### Document passage
********
This formula can be distilled into four guiding principles that can help shape future NFC awards. First, it recognised the principle of give and take, whereby for collective benefit a province allows reduction in its given share. Second, poverty and economic backwardness were recognised as a shared concern by all provinces. Third, revenue collection and generation capacity in the provinces was recognised as a source of prosperity for all federating units. Fourth, affirmative action was taken to cater to the special needs of some federating units.

Regrettably, successive governments have failed to build upon these principles, despite some significant enabling changes introduced by the 18th Amendment. The amendment transferred 17 social sector ministries to the provinces and made it mandatory for them to make local governments functional. In reality, the then existing local governments have been withdrawn by violating the constitutional amendment. Subsequent awards, if issued, should have redefined and refined these parameters, or simply revisited their respective percentages in order to respond to the emerging provincial needs and demands — a task that is staring in the face of the present government.

Successive federal governments have invoked debt servicing, defence, terrorism, merger of Fata with KP, the Covid-19 pandemic and climate induced-disasters to revisit the existing formula, while GB is knocking on the door for its fair share. Rather than ring-fencing, Islamabad has undermined the NFC award by randomly accessing it for contingencies.
********
### Actions to take
1: Answer these questions about the passage on the NFC award:
(a) According to the second principle, what did all provinces recognize as a shared concern?
(b) How many social sector ministries did the 18th Amendment transfer to the provinces?
(c) Which region does the passage say is knocking on the door for its fair share?
2: Print the part of the passage on the NFC award that runs from "Successive federal governments" down to "it for contingencies.", unchanged.

### Record set
********
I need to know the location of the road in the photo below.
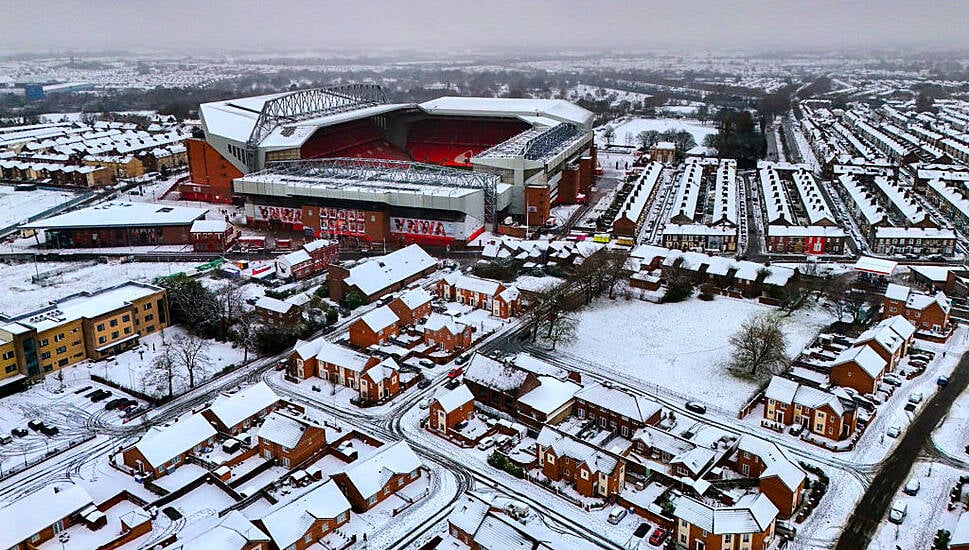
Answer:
********
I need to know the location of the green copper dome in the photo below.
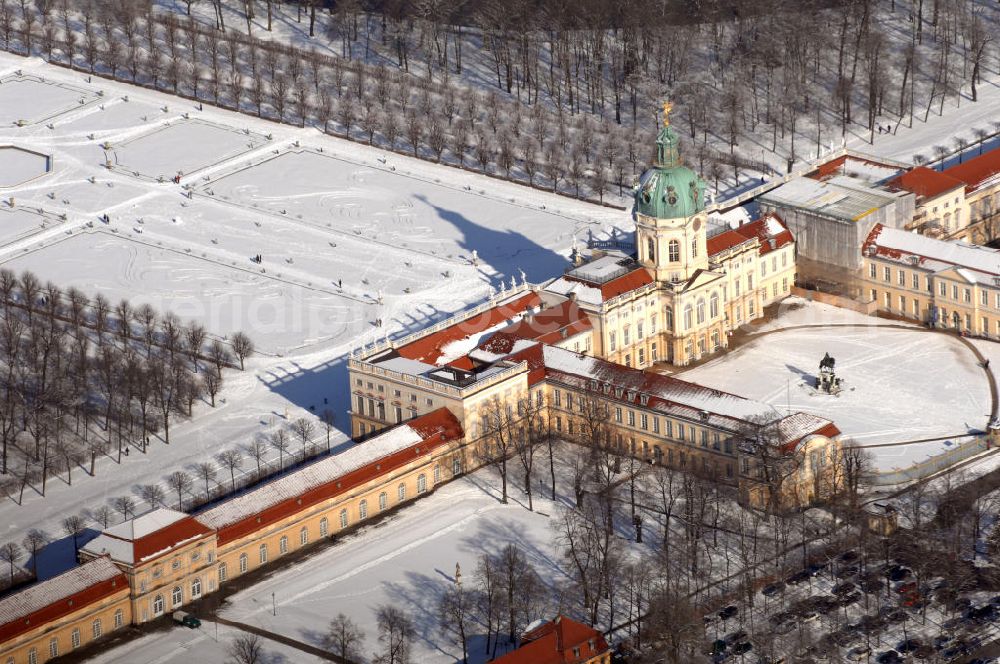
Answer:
********
### Answers for this exercise
1:
(a) Poverty and economic backwardness.
(b) 17.
(c) GB.

2:
Successive federal governments have invoked debt servicing, defence, terrorism, merger of Fata with KP, the Covid-19 pandemic and climate induced-disasters to revisit the existing formula, while GB is knocking on the door for its fair share. Rather than ring-fencing, Islamabad has undermined the NFC award by randomly accessing it for contingencies.